# WHAT YOU WILL DO
Recast the data from the line with "Box crowd of people." to the line with "561, 46, 658, 205", both included, as a JSON list of strings with one string per line, leaving out any blank lines.

***

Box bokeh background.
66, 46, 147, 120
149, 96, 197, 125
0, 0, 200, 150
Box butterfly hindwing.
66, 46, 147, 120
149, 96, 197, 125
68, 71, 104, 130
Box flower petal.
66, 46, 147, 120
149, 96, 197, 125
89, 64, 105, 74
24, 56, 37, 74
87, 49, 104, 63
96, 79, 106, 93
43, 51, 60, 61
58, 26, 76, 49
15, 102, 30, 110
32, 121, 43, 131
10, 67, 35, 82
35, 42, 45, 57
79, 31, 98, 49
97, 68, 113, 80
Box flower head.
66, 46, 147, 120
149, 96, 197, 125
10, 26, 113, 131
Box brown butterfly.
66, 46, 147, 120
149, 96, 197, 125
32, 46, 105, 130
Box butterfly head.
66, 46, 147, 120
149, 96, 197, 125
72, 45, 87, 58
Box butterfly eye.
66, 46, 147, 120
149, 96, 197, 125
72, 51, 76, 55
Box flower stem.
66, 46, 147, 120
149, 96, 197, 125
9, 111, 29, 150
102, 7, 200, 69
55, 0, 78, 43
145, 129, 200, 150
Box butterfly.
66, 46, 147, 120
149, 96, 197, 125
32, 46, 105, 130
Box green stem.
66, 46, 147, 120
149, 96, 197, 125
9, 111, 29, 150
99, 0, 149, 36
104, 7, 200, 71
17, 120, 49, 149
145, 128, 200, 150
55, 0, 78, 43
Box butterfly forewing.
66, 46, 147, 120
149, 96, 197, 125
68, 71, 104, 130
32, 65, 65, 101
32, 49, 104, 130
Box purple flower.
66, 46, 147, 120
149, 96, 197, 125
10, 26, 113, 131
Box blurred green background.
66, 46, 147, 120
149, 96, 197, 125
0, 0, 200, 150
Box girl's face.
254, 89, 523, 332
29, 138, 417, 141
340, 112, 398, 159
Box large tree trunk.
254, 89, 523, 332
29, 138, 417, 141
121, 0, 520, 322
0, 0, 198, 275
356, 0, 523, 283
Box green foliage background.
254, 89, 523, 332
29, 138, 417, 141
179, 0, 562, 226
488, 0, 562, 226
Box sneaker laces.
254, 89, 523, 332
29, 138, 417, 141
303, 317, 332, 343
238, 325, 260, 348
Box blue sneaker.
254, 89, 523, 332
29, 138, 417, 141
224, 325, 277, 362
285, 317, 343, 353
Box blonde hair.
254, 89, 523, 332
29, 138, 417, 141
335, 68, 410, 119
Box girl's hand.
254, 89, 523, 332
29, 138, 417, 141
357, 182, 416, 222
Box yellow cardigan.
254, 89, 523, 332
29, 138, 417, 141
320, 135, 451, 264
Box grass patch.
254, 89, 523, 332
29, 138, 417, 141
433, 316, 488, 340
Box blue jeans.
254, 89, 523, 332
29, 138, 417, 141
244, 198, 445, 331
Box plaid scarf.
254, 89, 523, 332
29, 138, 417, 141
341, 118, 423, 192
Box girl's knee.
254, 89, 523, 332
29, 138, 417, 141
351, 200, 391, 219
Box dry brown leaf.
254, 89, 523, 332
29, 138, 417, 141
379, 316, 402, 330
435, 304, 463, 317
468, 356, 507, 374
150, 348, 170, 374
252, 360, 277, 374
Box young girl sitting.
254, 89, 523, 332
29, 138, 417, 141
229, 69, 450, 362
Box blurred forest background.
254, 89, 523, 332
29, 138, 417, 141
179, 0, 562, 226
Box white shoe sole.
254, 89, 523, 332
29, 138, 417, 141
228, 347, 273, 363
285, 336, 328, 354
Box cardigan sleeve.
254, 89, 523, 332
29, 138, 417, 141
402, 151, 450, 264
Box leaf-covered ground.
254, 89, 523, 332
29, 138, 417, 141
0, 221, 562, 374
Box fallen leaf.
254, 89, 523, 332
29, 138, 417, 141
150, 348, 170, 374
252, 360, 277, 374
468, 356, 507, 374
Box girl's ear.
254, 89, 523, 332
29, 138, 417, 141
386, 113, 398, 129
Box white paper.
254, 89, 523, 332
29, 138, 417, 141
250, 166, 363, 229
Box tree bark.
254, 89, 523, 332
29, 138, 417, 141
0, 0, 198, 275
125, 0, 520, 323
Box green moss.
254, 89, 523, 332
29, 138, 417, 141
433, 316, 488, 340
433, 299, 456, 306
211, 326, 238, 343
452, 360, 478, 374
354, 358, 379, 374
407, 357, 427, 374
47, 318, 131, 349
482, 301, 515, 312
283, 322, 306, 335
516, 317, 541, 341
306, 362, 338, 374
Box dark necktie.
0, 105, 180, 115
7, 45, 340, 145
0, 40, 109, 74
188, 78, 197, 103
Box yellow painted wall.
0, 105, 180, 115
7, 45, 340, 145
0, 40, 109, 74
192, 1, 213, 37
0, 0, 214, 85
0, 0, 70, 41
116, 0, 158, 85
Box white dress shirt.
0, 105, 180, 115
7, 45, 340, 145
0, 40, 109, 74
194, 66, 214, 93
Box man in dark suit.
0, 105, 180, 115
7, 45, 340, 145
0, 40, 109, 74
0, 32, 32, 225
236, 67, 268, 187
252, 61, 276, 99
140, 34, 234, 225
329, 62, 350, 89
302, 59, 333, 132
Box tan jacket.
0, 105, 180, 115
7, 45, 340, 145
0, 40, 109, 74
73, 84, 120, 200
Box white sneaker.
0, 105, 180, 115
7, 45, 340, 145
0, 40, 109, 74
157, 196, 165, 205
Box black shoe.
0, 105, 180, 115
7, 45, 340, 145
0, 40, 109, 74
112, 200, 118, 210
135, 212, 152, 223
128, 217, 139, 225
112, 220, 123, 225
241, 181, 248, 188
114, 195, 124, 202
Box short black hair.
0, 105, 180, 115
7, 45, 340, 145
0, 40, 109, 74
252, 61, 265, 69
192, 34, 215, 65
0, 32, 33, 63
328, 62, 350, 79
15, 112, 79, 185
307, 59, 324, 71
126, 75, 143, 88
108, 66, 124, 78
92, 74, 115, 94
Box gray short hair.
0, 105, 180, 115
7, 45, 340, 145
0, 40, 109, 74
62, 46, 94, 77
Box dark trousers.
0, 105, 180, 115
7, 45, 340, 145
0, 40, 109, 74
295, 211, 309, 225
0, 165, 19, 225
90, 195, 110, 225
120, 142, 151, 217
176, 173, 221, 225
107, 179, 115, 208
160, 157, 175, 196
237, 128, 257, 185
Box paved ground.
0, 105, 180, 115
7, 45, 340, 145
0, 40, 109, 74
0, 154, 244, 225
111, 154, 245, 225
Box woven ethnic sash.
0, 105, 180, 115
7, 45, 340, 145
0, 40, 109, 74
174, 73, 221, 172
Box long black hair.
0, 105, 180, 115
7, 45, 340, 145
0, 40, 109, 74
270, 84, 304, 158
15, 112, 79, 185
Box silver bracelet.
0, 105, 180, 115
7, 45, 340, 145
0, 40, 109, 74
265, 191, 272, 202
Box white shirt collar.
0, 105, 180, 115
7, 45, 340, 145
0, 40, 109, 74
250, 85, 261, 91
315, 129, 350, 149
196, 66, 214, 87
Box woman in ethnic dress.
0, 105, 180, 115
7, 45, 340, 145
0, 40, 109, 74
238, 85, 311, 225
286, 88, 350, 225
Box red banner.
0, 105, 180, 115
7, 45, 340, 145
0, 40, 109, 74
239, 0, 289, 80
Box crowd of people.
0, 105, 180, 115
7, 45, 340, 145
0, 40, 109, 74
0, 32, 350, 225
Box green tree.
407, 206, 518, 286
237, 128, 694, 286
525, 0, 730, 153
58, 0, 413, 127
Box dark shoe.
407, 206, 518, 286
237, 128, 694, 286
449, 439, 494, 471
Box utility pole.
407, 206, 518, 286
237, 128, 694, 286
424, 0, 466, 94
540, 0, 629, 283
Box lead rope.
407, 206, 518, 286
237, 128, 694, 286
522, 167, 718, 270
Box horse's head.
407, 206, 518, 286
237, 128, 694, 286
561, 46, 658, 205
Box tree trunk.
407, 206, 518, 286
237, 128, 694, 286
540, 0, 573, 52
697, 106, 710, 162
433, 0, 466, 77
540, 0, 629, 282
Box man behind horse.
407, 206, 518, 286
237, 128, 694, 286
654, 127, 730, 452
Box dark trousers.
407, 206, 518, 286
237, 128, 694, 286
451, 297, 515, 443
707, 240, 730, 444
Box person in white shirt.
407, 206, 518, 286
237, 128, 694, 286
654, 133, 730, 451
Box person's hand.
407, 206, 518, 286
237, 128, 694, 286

***

# EXERCISE SOLUTION
[
  "Box crowd of people.",
  "0, 105, 180, 115",
  "7, 45, 340, 145",
  "0, 40, 109, 74",
  "0, 32, 350, 225",
  "Box green tree.",
  "407, 206, 518, 286",
  "237, 128, 694, 286",
  "525, 0, 730, 153",
  "58, 0, 413, 127",
  "Box dark shoe.",
  "407, 206, 518, 286",
  "237, 128, 694, 286",
  "449, 439, 494, 471",
  "Box utility pole.",
  "407, 206, 518, 286",
  "237, 128, 694, 286",
  "424, 0, 466, 94",
  "540, 0, 629, 283",
  "Box lead rope.",
  "407, 206, 518, 286",
  "237, 128, 694, 286",
  "522, 167, 718, 270",
  "Box horse's head.",
  "407, 206, 518, 286",
  "237, 128, 694, 286",
  "561, 46, 658, 205"
]